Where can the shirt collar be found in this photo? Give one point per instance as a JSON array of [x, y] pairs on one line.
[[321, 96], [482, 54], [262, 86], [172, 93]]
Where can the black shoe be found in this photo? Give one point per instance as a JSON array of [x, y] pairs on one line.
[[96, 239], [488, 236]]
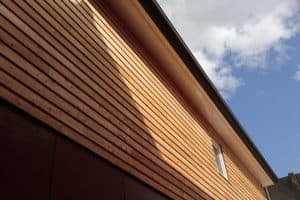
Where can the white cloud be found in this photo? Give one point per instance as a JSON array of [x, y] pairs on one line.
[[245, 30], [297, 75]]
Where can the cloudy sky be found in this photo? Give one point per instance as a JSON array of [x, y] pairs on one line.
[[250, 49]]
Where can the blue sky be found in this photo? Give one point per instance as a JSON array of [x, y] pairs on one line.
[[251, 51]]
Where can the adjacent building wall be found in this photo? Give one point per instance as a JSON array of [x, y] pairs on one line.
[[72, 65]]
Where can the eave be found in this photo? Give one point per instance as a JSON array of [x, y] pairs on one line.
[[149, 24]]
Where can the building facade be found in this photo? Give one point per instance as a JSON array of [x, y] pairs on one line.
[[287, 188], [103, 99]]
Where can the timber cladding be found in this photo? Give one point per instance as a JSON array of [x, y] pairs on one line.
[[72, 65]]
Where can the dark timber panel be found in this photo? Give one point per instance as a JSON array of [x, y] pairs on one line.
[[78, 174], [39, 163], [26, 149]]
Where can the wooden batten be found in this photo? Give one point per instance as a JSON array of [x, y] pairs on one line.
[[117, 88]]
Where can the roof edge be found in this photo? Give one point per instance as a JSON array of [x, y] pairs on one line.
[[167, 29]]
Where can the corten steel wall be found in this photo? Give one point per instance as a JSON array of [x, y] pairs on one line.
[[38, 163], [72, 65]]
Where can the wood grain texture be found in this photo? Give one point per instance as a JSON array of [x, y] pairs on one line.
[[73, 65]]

-.-.-

**Exercise instructions**
Rewrite the lines, from the one containing "Where can the corten" through the last line, as a numbered list, leaving out any blank lines.

**Result of the exercise**
1. Where can the corten steel wall be found in this photo? Give one point per instance as a JSON array of [x, y] pairs on one line.
2. [[38, 163], [72, 65]]
3. Where can the wood grain texture be found in this photo? Give one point per instance as a JSON array of [x, y] pairs on one line.
4. [[73, 65]]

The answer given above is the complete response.